> [Task prompt]
From the line with "mark the palm tree in yard" to the line with "mark the ornamental", retype every line exactly, including those two, and leave out the rest of the data below.

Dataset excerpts
■ ■ ■ ■ ■ ■ ■

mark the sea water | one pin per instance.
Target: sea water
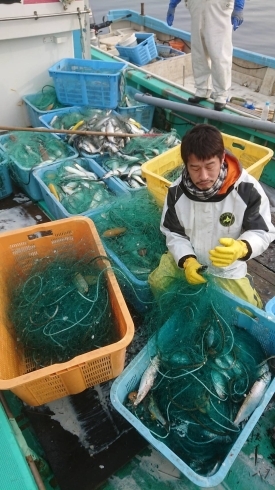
(256, 34)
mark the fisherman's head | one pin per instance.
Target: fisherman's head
(202, 151)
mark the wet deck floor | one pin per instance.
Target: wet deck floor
(115, 442)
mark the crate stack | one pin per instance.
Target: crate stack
(5, 180)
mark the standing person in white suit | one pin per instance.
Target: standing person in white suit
(211, 37)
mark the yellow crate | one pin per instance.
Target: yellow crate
(251, 156)
(19, 249)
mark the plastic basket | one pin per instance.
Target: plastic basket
(20, 249)
(261, 327)
(252, 157)
(143, 53)
(138, 293)
(56, 209)
(5, 180)
(87, 82)
(34, 113)
(24, 177)
(142, 113)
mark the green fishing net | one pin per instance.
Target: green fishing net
(29, 148)
(61, 309)
(73, 116)
(206, 364)
(130, 229)
(77, 187)
(2, 157)
(46, 100)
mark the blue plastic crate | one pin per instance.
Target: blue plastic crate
(5, 180)
(87, 82)
(259, 325)
(24, 177)
(142, 113)
(99, 159)
(56, 209)
(143, 53)
(34, 113)
(138, 293)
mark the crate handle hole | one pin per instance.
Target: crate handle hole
(40, 234)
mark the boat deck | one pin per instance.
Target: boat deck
(113, 455)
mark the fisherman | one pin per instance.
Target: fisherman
(215, 215)
(211, 38)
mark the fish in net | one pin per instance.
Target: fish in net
(61, 309)
(46, 99)
(130, 228)
(202, 389)
(30, 149)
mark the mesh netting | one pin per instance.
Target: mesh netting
(2, 157)
(46, 100)
(30, 148)
(130, 228)
(126, 164)
(61, 309)
(201, 366)
(102, 121)
(76, 187)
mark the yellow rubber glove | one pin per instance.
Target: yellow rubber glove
(232, 250)
(191, 265)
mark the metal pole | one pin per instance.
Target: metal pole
(36, 16)
(264, 126)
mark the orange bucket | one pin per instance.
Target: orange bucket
(177, 44)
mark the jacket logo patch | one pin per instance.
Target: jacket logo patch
(227, 219)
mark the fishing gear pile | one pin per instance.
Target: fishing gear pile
(130, 228)
(46, 100)
(31, 148)
(205, 376)
(76, 187)
(61, 309)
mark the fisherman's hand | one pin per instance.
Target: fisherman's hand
(231, 251)
(191, 266)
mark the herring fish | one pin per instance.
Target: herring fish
(253, 398)
(155, 412)
(147, 379)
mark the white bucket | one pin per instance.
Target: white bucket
(128, 41)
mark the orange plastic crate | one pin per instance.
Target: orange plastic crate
(19, 249)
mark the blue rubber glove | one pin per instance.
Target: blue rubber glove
(171, 11)
(237, 14)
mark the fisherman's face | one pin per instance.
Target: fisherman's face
(204, 173)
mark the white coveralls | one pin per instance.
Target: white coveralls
(211, 38)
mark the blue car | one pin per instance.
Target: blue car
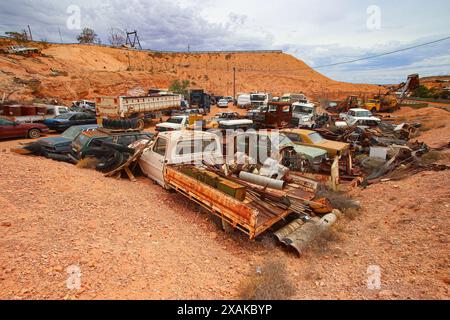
(63, 143)
(67, 120)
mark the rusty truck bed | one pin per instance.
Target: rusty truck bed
(249, 216)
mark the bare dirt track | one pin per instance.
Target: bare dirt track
(136, 240)
(72, 72)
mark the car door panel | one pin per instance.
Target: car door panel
(153, 162)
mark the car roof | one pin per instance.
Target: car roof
(358, 109)
(186, 134)
(236, 122)
(367, 118)
(100, 134)
(298, 131)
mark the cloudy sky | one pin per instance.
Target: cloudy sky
(320, 32)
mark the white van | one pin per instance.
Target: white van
(244, 101)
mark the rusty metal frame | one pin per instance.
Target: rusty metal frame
(240, 215)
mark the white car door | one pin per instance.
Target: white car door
(152, 162)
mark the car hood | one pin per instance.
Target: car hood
(169, 125)
(54, 141)
(334, 145)
(33, 125)
(55, 121)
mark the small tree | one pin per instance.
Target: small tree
(116, 37)
(88, 36)
(180, 87)
(19, 36)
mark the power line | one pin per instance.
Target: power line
(382, 54)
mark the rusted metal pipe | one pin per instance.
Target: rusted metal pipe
(262, 181)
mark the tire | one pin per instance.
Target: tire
(134, 123)
(34, 133)
(106, 123)
(140, 124)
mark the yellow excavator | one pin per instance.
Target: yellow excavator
(387, 102)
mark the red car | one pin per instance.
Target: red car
(11, 129)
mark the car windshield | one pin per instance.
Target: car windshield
(258, 97)
(303, 109)
(315, 137)
(80, 140)
(71, 133)
(175, 120)
(64, 116)
(363, 114)
(283, 140)
(195, 146)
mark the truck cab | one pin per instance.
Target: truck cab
(357, 114)
(303, 114)
(179, 147)
(274, 116)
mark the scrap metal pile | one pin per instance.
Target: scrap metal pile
(386, 152)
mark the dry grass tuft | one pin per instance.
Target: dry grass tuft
(272, 283)
(430, 157)
(339, 200)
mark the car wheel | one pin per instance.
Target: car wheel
(140, 124)
(34, 133)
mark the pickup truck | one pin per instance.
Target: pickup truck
(303, 114)
(173, 123)
(314, 139)
(39, 113)
(178, 123)
(168, 161)
(138, 109)
(63, 143)
(356, 113)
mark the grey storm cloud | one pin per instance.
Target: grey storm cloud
(162, 25)
(319, 37)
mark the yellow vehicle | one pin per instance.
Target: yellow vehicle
(314, 139)
(372, 105)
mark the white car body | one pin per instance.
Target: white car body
(356, 113)
(223, 103)
(171, 148)
(305, 112)
(173, 124)
(244, 101)
(361, 122)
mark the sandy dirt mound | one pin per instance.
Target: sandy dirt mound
(71, 72)
(136, 240)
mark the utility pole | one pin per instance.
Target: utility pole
(29, 30)
(60, 36)
(234, 83)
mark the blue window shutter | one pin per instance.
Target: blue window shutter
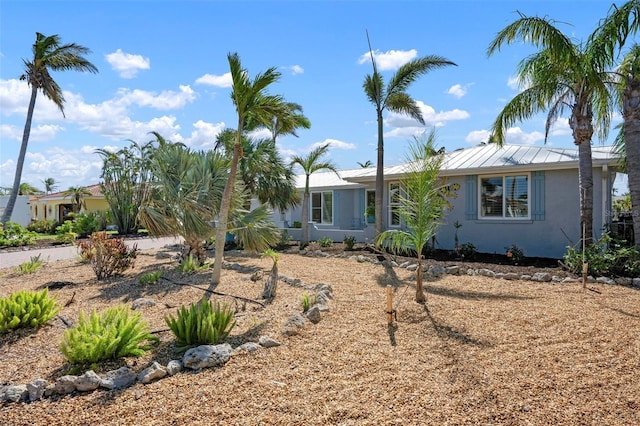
(471, 198)
(537, 195)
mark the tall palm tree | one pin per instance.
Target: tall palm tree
(310, 164)
(561, 76)
(77, 195)
(422, 205)
(48, 55)
(253, 105)
(612, 34)
(394, 97)
(49, 185)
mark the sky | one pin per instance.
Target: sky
(163, 67)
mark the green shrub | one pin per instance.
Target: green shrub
(43, 226)
(150, 278)
(26, 309)
(468, 251)
(113, 333)
(349, 241)
(107, 256)
(65, 232)
(86, 224)
(13, 235)
(325, 242)
(605, 257)
(202, 324)
(30, 266)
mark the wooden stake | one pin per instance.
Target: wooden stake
(389, 305)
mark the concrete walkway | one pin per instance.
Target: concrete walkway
(15, 258)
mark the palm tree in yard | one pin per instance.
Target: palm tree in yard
(422, 204)
(612, 34)
(310, 164)
(253, 105)
(393, 97)
(48, 55)
(562, 76)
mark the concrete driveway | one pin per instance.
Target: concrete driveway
(15, 258)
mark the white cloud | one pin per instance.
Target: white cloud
(389, 60)
(223, 80)
(457, 90)
(127, 64)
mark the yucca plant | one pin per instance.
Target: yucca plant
(26, 309)
(204, 323)
(113, 333)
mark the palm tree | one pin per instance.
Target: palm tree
(48, 55)
(394, 97)
(561, 76)
(77, 194)
(49, 185)
(612, 33)
(253, 105)
(310, 164)
(422, 205)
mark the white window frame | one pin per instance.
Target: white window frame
(322, 193)
(504, 200)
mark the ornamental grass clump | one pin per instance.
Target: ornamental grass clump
(111, 334)
(26, 309)
(204, 323)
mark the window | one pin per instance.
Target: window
(394, 204)
(504, 197)
(322, 207)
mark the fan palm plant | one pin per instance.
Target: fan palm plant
(48, 55)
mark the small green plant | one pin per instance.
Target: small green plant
(514, 253)
(308, 301)
(108, 256)
(468, 251)
(349, 241)
(31, 266)
(204, 323)
(150, 278)
(26, 309)
(13, 235)
(325, 242)
(111, 334)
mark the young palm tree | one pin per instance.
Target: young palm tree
(77, 194)
(253, 105)
(612, 33)
(310, 164)
(48, 55)
(394, 97)
(422, 204)
(49, 185)
(561, 76)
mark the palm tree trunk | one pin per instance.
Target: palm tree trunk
(631, 113)
(379, 176)
(6, 217)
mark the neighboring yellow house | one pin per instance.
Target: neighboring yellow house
(57, 206)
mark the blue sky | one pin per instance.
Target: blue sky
(163, 67)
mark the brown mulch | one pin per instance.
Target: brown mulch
(480, 351)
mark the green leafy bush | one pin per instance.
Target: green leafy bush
(31, 266)
(605, 257)
(108, 256)
(349, 241)
(203, 323)
(13, 235)
(150, 278)
(468, 251)
(43, 226)
(113, 333)
(26, 309)
(325, 242)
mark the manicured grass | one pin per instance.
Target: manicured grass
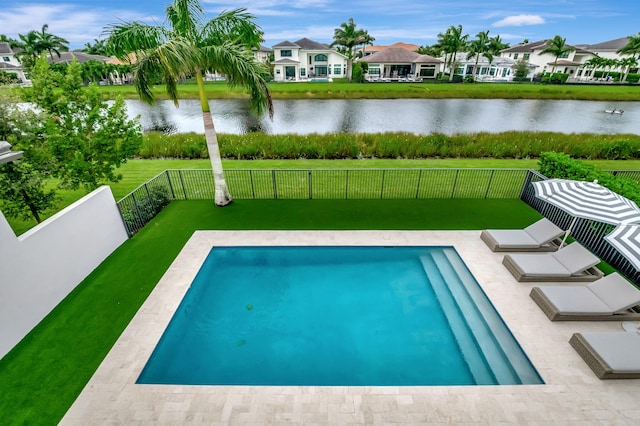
(136, 172)
(41, 377)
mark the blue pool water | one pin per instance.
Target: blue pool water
(336, 316)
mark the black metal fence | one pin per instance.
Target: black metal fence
(141, 205)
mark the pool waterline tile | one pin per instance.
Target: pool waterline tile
(570, 383)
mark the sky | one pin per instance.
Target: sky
(388, 21)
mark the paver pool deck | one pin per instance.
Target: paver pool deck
(572, 394)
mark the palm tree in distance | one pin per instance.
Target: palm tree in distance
(51, 43)
(557, 47)
(632, 48)
(495, 46)
(192, 46)
(479, 47)
(348, 36)
(626, 64)
(27, 49)
(452, 42)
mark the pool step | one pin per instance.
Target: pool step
(519, 362)
(478, 366)
(501, 351)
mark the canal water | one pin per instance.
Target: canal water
(419, 116)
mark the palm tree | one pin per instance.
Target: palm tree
(495, 46)
(452, 42)
(628, 63)
(557, 47)
(631, 48)
(191, 46)
(479, 47)
(51, 43)
(27, 49)
(347, 37)
(595, 63)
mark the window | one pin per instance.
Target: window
(427, 72)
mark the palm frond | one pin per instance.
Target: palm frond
(241, 70)
(235, 26)
(168, 62)
(186, 18)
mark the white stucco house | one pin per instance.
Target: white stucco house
(398, 64)
(572, 63)
(10, 64)
(262, 54)
(544, 62)
(306, 60)
(498, 69)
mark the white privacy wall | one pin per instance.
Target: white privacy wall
(40, 268)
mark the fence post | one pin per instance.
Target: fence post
(150, 198)
(527, 181)
(419, 182)
(124, 222)
(184, 190)
(273, 181)
(455, 182)
(346, 186)
(489, 184)
(253, 188)
(173, 194)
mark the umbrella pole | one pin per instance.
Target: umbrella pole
(566, 234)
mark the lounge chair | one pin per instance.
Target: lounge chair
(610, 298)
(610, 354)
(542, 235)
(570, 263)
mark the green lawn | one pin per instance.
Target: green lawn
(41, 377)
(136, 172)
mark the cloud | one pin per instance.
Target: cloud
(519, 20)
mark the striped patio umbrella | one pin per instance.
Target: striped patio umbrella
(587, 200)
(626, 239)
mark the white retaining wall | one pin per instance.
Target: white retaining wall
(40, 268)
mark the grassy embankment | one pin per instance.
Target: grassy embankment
(219, 90)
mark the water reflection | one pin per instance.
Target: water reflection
(420, 116)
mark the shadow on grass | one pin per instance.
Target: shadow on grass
(41, 377)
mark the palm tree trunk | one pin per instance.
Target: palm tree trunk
(222, 195)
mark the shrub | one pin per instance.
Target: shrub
(633, 78)
(555, 78)
(562, 166)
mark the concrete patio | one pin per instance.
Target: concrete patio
(572, 393)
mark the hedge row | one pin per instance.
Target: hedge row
(562, 166)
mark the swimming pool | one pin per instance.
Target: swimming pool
(336, 316)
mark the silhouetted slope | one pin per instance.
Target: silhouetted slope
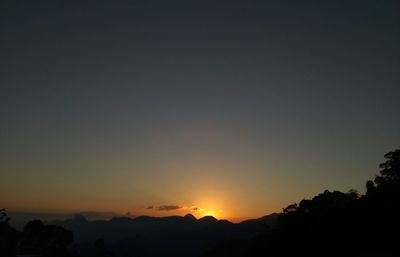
(333, 223)
(162, 236)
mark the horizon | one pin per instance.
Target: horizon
(230, 109)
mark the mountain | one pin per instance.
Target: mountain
(161, 236)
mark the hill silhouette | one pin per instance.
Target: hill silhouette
(332, 223)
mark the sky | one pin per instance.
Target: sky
(227, 108)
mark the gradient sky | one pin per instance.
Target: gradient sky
(235, 107)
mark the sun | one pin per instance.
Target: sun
(211, 212)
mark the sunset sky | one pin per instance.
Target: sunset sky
(226, 108)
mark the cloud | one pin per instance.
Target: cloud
(168, 207)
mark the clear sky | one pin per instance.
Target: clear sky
(229, 108)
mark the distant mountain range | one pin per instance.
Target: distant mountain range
(162, 236)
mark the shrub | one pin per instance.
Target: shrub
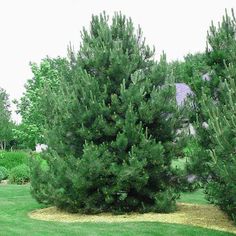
(19, 174)
(3, 173)
(12, 159)
(165, 201)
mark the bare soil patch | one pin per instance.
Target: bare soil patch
(206, 216)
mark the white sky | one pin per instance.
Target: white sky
(32, 29)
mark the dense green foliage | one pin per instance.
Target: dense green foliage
(19, 174)
(3, 173)
(10, 160)
(6, 124)
(212, 151)
(47, 74)
(110, 126)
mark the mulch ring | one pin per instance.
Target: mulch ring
(207, 216)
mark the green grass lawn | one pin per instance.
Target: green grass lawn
(16, 202)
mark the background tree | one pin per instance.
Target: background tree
(6, 124)
(48, 73)
(110, 126)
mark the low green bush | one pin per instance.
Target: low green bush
(3, 173)
(165, 202)
(19, 174)
(12, 159)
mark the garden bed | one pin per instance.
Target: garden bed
(206, 216)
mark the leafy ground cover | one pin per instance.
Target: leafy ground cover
(16, 202)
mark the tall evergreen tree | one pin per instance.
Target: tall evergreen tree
(110, 126)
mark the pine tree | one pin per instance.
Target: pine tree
(216, 157)
(222, 120)
(110, 127)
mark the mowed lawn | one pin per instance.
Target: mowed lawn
(16, 202)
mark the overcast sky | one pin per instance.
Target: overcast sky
(33, 29)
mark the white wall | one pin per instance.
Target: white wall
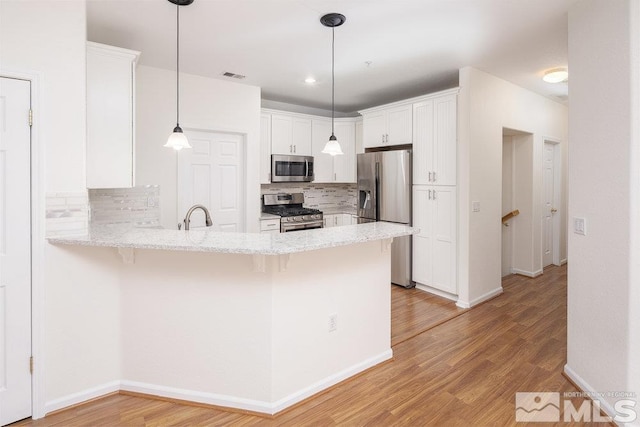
(45, 40)
(486, 106)
(603, 348)
(208, 104)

■ ■ ■ ■ ■ ■ ■

> [Answer space]
mark the palm tree in yard | one pin per instance.
Target: palm tree in yard
(422, 204)
(612, 34)
(310, 164)
(253, 105)
(393, 97)
(48, 55)
(562, 76)
mark the concrete driveway | one pin per instance.
Target: concrete driveway
(15, 258)
mark the white cloud | one pin per instance.
Target: white cloud
(389, 60)
(223, 80)
(457, 90)
(127, 64)
mark the yucca plant | one pin per instance.
Target: yucca plant
(26, 309)
(204, 323)
(113, 333)
mark the palm tree | one pin per instance.
Target: palm tree
(48, 55)
(394, 97)
(561, 76)
(77, 194)
(49, 185)
(612, 33)
(253, 105)
(310, 164)
(422, 205)
mark the white window frame | one pin per instance.
Target: white window frame
(322, 193)
(504, 200)
mark the ornamental grass clump | one pin per instance.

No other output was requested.